------ SECCIÓN DEL DOCUMENTO
El 1 de septiembre de 1939, Alemania
invadió Polonia. En los dos años que siguieron a la invasión, Hitler
consiguió anexionarse la mayor parte del continente europeo, de Norte a
Sur.
A las 4,45 horas del
1 de septiembre de 1939, efectivos de la
Wehrmacht atravesaban la frontera alemana oriental y
penetraban en territorio polaco.
Los gobiernos de Gran Bretaña y Francia, obligados por los acuerdos de
defensa y ayuda mutua firmados con Varsovia, declararon inmediatamente
las hostilidades al Reich. Comenzaba la
Segunda Guerra Mundial. Se hacía efectiva la temible capacidad de ataque y avance de la febril política de rearme alemana. La
Blitzkrieg,
"guerra relámpago", conseguía en sólo 26 días destruir a las anticuadas
fuerzas armadas de su oponente. Paralelamente, el Ejército Rojo entraba
desde el Este y, el día 28, una vez más a lo largo de su historia, el
suelo de Polonia quedaba dividido.
Francia comenzó
entonces a prepararse para enfrentarse a la agresión alemana, que se
preveía cierta e inminente, y se dedicó a reforzar sus defensas y a
movilizar a todos sus elementos humanos. Fue lo que se denominó
Drôle de guerre -la guerra extraña-, un tenso compás de espera de nueve meses de duración, que iba a ser decidido por la voluntad de
Hitler.
------------
------ INFORMACIÓN PROPORCIONADA
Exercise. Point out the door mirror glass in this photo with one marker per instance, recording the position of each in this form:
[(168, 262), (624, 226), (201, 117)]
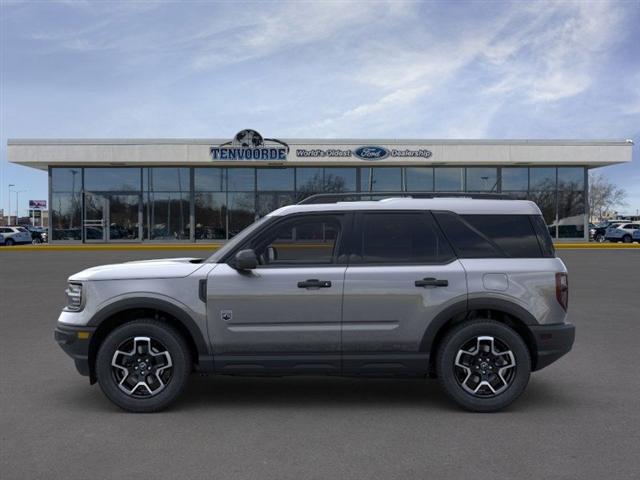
------------
### [INSTRUCCIONES Y REQUISITOS]
Continúe el texto sobre el comienzo de la Segunda Guerra Mundial a partir de su última oración.

### [RESULTADO OBTENIDO]
Pescando en río revuelto, Stalin presionó sobre el ámbito báltico y
planteó reivindicaciones territoriales a una Finlandia que las rechazó y
con la que entabló la dura y desigual Guerra de Invierno, que concluyó
el 12 de marzo. Francia, parapetada tras la Línea Maginot, confiaba en
sus planes de defensa y ataque, mientras Inglaterra establecía el
bloqueo naval del Mar del Norte y lo sembraba de minas. Estados Unidos
mantenía su postura de neutralidad, aunque estaba bien claro hacia dónde
se dirigían los apoyos de muchos de sus sectores dirigentes y
población.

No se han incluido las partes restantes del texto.